Your instructions — Your task is to retype every entry exactly while omitting the pictures.

"""

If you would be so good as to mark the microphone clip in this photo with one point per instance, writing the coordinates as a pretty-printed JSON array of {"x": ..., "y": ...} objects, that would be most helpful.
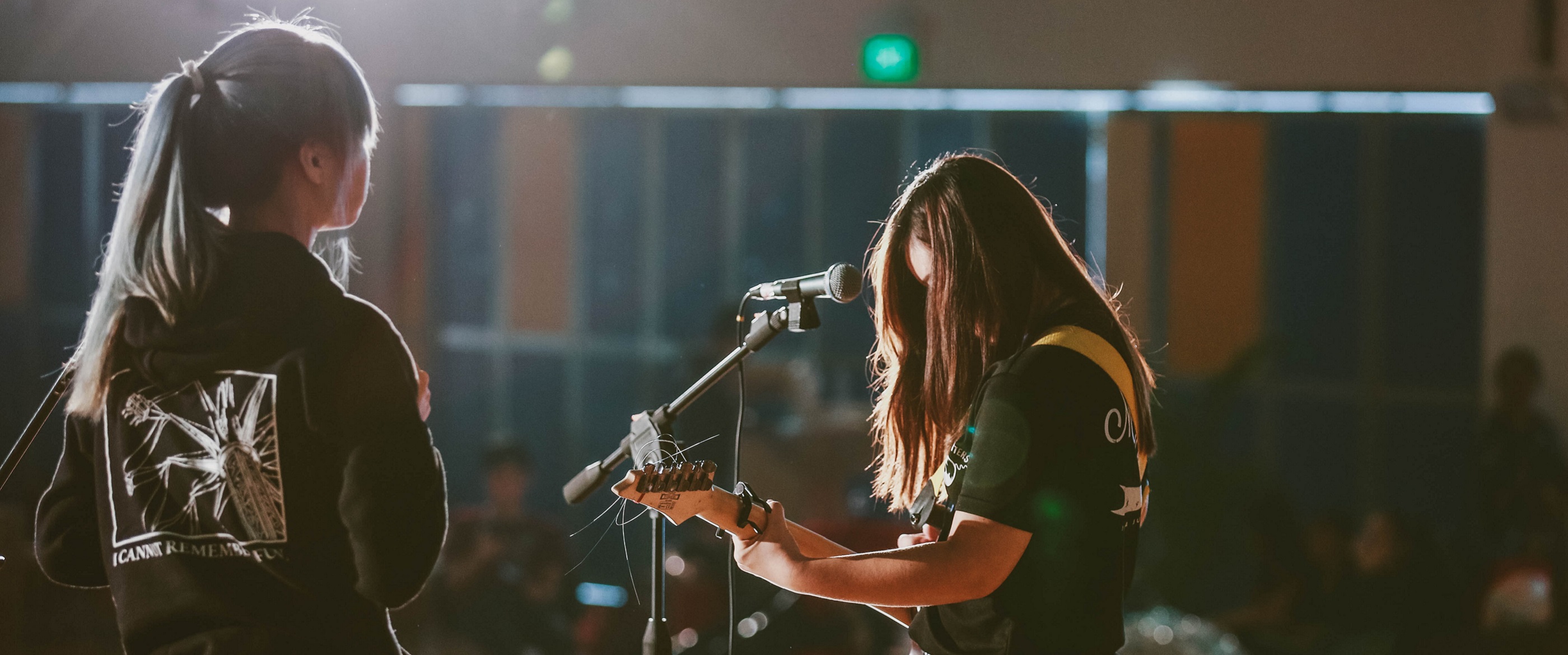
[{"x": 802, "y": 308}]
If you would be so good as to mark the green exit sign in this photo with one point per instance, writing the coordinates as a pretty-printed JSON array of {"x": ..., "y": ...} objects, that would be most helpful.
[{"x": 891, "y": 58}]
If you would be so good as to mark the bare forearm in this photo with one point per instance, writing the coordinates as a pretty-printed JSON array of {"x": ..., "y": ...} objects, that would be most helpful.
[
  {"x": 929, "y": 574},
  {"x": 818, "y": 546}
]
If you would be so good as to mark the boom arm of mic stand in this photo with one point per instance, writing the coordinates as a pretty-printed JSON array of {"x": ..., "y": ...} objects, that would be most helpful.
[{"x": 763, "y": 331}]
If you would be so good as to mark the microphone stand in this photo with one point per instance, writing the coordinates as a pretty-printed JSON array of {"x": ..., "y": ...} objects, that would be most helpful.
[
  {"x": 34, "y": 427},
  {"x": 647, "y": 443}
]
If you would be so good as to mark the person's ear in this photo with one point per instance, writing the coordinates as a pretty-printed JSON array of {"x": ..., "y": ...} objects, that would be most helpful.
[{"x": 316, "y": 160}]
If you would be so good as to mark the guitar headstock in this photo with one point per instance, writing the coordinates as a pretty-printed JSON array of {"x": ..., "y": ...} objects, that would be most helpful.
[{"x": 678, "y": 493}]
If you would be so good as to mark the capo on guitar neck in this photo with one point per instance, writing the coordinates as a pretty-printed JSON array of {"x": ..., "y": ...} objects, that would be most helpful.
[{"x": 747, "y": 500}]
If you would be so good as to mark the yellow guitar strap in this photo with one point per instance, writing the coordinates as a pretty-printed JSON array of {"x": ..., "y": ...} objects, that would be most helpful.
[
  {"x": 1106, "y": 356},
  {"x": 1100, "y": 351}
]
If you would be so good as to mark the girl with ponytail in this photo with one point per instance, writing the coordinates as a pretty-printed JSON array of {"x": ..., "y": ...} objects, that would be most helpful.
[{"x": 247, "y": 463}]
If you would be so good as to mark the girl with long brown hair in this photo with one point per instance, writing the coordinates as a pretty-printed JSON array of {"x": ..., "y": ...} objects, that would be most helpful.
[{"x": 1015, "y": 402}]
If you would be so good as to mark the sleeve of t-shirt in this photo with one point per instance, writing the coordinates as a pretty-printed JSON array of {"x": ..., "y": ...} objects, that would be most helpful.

"""

Response box —
If you would be so good as to mark the microphone clip in this photo with one point per instance, writing the coordinates as a pretty-printed JSON array of {"x": ..., "y": ...} objects, that would be most helpful.
[{"x": 802, "y": 308}]
If you would be so good as to mark the green exit sign in this photo with one point per instance, writing the coordinates as a pretty-printed JSON array of {"x": ..., "y": ...} objects, that would be most helpful.
[{"x": 891, "y": 58}]
If you would be so good as to mark the bare forearm in this photo with one point per instance, writing the coordinates as a pretty-printed JSON array of {"x": ..., "y": ...} objects, that would be most helpful.
[
  {"x": 929, "y": 574},
  {"x": 818, "y": 546}
]
If you would be so good as to mark the boom arm of mic stand in this photo with one point per instance, writing the coordinates as a pretty-printed JSON array of {"x": ..., "y": ...} objects, that would be most helpful.
[{"x": 763, "y": 331}]
If you would be so good as to mark the microphone stand in this photo with one point per instance, writing the coordinates as a pretty-printed JSON array of {"x": ..., "y": ...} objects, that would be most helpful.
[
  {"x": 34, "y": 427},
  {"x": 647, "y": 443}
]
If you would be so good as to mark the person's ear in this photo with one point per instance, writing the coordinates as a pretty-printed JSON array of {"x": ..., "y": ...} objects, that would be most helpful.
[{"x": 316, "y": 160}]
If you would be so good as to mark the guitar headstock in this photo with one point per instance, writing the coordinates as a pretty-printed JSON array of {"x": ..., "y": ...} objects, that would be most helpful.
[{"x": 678, "y": 493}]
If you would be so good as to mark the capo on guitar neck in this photo with one point per instance, writing the coordinates as a pretty-printed JSON array of {"x": ..., "y": ...} objects, that would be most helpful.
[{"x": 747, "y": 500}]
If you would be so good as to mark the yellow guitar strap in this photo with one point per instance, writing the coordinates as a pretty-printed JSON array of {"x": ..., "y": ...} objects, that would be most helpful.
[
  {"x": 1106, "y": 356},
  {"x": 1100, "y": 351}
]
If you would be so good as to mark the girl with ponytail in this photo with one point per instance, writing the coordinates as a pretty-printed JSON array of {"x": ..., "y": ...} objects, that would be most helpful.
[{"x": 247, "y": 463}]
If you would be so good as to mark the girl with long brown hair in this photo with one point per instance, writing the coordinates as a pretty-printed JSON array of {"x": ..., "y": ...} objects, that would be most helpful.
[{"x": 1015, "y": 402}]
If you would be so good as to mark the sleeve of t-shirt in this photo with one point per instance, writing the coordinates as a pretty-printed JSON array of {"x": ..., "y": ...} objects, that would be most helpful.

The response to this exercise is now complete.